[Stored data entries]
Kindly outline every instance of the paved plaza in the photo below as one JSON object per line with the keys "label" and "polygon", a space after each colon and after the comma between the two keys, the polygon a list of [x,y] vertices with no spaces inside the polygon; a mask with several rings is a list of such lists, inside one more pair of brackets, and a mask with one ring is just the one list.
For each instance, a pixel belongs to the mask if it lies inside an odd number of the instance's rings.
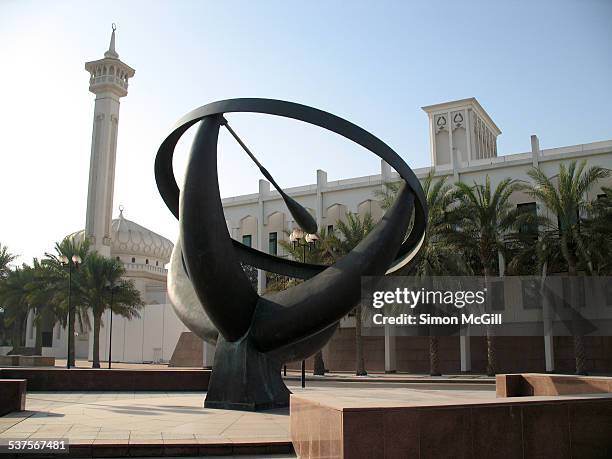
{"label": "paved plaza", "polygon": [[[332,397],[378,400],[456,400],[495,398],[489,386],[458,384],[405,385],[313,382],[294,393],[325,391]],[[224,442],[257,439],[290,441],[289,410],[243,412],[203,408],[203,393],[195,392],[30,392],[26,411],[0,418],[0,437],[76,440],[186,439]]]}
{"label": "paved plaza", "polygon": [[35,392],[25,412],[0,418],[1,437],[76,440],[289,440],[288,410],[203,408],[202,393]]}

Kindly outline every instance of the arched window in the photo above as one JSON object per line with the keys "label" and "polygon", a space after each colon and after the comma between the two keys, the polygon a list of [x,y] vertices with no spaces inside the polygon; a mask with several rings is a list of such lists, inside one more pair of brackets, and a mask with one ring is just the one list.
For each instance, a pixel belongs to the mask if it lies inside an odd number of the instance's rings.
{"label": "arched window", "polygon": [[147,258],[147,259],[145,260],[145,265],[148,265],[148,264],[149,264],[149,259]]}
{"label": "arched window", "polygon": [[136,258],[132,257],[132,263],[136,263]]}

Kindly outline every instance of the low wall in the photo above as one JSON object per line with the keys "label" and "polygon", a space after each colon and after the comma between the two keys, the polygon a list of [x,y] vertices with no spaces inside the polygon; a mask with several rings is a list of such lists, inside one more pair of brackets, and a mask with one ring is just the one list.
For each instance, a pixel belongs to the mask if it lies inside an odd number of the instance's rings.
{"label": "low wall", "polygon": [[612,394],[582,388],[485,400],[293,394],[291,439],[302,459],[612,457]]}
{"label": "low wall", "polygon": [[0,416],[25,410],[26,381],[24,379],[0,379]]}
{"label": "low wall", "polygon": [[210,370],[2,368],[0,378],[25,379],[30,391],[205,391]]}
{"label": "low wall", "polygon": [[497,375],[495,389],[498,397],[609,394],[612,378],[537,373]]}
{"label": "low wall", "polygon": [[193,332],[183,332],[179,337],[169,367],[202,367],[204,342]]}
{"label": "low wall", "polygon": [[[442,374],[461,371],[459,338],[441,336],[438,340],[438,358]],[[585,336],[587,371],[612,373],[612,336]],[[497,371],[499,373],[546,371],[544,338],[541,336],[498,336],[495,340]],[[429,373],[429,338],[427,336],[398,336],[395,338],[395,355],[398,372]],[[486,337],[470,338],[473,373],[485,373],[487,368]],[[556,372],[573,373],[574,348],[571,336],[554,337],[554,369]],[[325,354],[325,365],[331,371],[355,370],[355,329],[339,328],[330,340]],[[363,354],[367,371],[384,371],[385,345],[382,336],[364,336]],[[300,362],[288,368],[300,368]],[[306,361],[307,371],[312,369],[312,359]]]}
{"label": "low wall", "polygon": [[0,355],[0,365],[19,366],[19,355]]}

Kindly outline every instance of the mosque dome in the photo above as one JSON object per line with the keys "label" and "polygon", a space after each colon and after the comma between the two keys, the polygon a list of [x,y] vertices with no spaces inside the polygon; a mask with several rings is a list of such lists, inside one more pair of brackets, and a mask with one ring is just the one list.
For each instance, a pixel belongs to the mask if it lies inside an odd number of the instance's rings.
{"label": "mosque dome", "polygon": [[120,210],[119,217],[111,223],[111,254],[113,255],[141,255],[168,263],[173,247],[172,242],[165,237],[125,218],[123,210]]}
{"label": "mosque dome", "polygon": [[[82,240],[85,230],[71,235]],[[124,255],[126,257],[139,257],[160,260],[162,264],[170,261],[174,245],[168,239],[154,233],[150,229],[139,225],[123,216],[123,209],[119,209],[119,217],[111,222],[111,256]]]}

**Your goal**
Excluding the pictures, restate the records above word for word.

**Task solution**
Kindly outline every instance of the paved plaza in the photo below as one JSON object per line with the keys "label" and "polygon", a space after each colon and after the comma between the two keys, the polygon a list of [x,y] vertices with no spaces inside the polygon; a mask with several rings is a list of such lists, inside one more pair of brackets, and a mask with one ring is just the one list.
For each instance, a pixel belongs to the mask if it lies inside an odd number of the instance's rings.
{"label": "paved plaza", "polygon": [[[332,397],[378,400],[456,400],[495,398],[489,386],[458,384],[405,385],[313,382],[294,393],[325,391]],[[224,442],[257,439],[290,441],[289,410],[243,412],[203,408],[203,393],[195,392],[30,392],[26,411],[0,418],[0,437],[76,440],[186,439]]]}
{"label": "paved plaza", "polygon": [[35,392],[25,412],[0,418],[1,437],[76,440],[289,440],[288,410],[203,408],[202,393]]}

Kindly outline every instance of the arched window in the photo above as one JSON object per line with the keys "label" and "polygon", a space after each colon and after the comma between the two keys, the polygon a list of [x,y] vertices with no spaces inside the polygon; a mask with several rings is a list of such lists, inside one more pair of brackets, and a mask with one ring is just the one list.
For each instance, a pixel belongs to the mask if it lies inside an odd number of the instance's rings.
{"label": "arched window", "polygon": [[147,258],[147,259],[145,260],[145,265],[148,265],[148,264],[149,264],[149,259]]}
{"label": "arched window", "polygon": [[136,258],[132,257],[132,263],[136,263]]}

Kindly outline every instance of the low wall in the photo above as one JSON object per line with the keys "label" and "polygon", a space after each colon and after the comma between the two keys, the polygon a list of [x,y] vertices with no spaces inside the polygon; a mask with several rings is a list of such lists, inside one more pair of brackets, and a mask with one ring is just the one list.
For each instance, a pixel belongs to the mask if it lies inside an odd number of the instance's rings.
{"label": "low wall", "polygon": [[612,394],[582,388],[485,400],[293,394],[291,439],[302,459],[612,457]]}
{"label": "low wall", "polygon": [[0,416],[25,410],[26,381],[24,379],[0,379]]}
{"label": "low wall", "polygon": [[210,370],[2,368],[0,378],[25,379],[30,391],[205,391]]}
{"label": "low wall", "polygon": [[497,375],[495,389],[498,397],[609,394],[612,378],[537,373]]}
{"label": "low wall", "polygon": [[193,332],[183,332],[179,337],[169,367],[202,367],[204,342]]}
{"label": "low wall", "polygon": [[[442,374],[461,371],[459,338],[441,336],[438,340],[438,358]],[[585,336],[587,371],[612,373],[612,336]],[[497,371],[499,373],[546,371],[544,338],[541,336],[498,336],[495,340]],[[429,373],[429,338],[427,336],[398,336],[395,338],[395,355],[398,372]],[[486,337],[470,338],[473,373],[485,373],[487,368]],[[556,372],[573,373],[574,348],[571,336],[554,337],[554,369]],[[325,354],[325,365],[331,371],[355,370],[355,329],[339,328],[330,340]],[[363,354],[367,371],[384,371],[385,345],[382,336],[364,336]],[[300,362],[288,368],[300,368]],[[306,361],[307,371],[312,369],[312,359]]]}
{"label": "low wall", "polygon": [[0,355],[0,365],[19,366],[19,355]]}

Kindly outline every instance of the mosque dome in the photo above as one JSON object per line with the keys "label" and "polygon", a space after each colon and after the comma between the two keys, the polygon a list of [x,y] vertices with no spaces inside the polygon; a mask with several rings is a list of such lists, inside one more pair of brackets, and a mask with one ring is just the one list.
For each instance, a pixel belongs to the mask if it lies inside an odd number of the instance's rings.
{"label": "mosque dome", "polygon": [[120,210],[119,217],[111,223],[111,254],[113,255],[141,255],[168,263],[173,247],[172,242],[165,237],[125,218],[123,210]]}
{"label": "mosque dome", "polygon": [[[82,240],[85,230],[71,235]],[[124,255],[126,257],[139,257],[160,260],[162,264],[170,261],[174,245],[168,239],[154,233],[150,229],[139,225],[123,216],[123,209],[119,209],[119,217],[111,222],[111,256]]]}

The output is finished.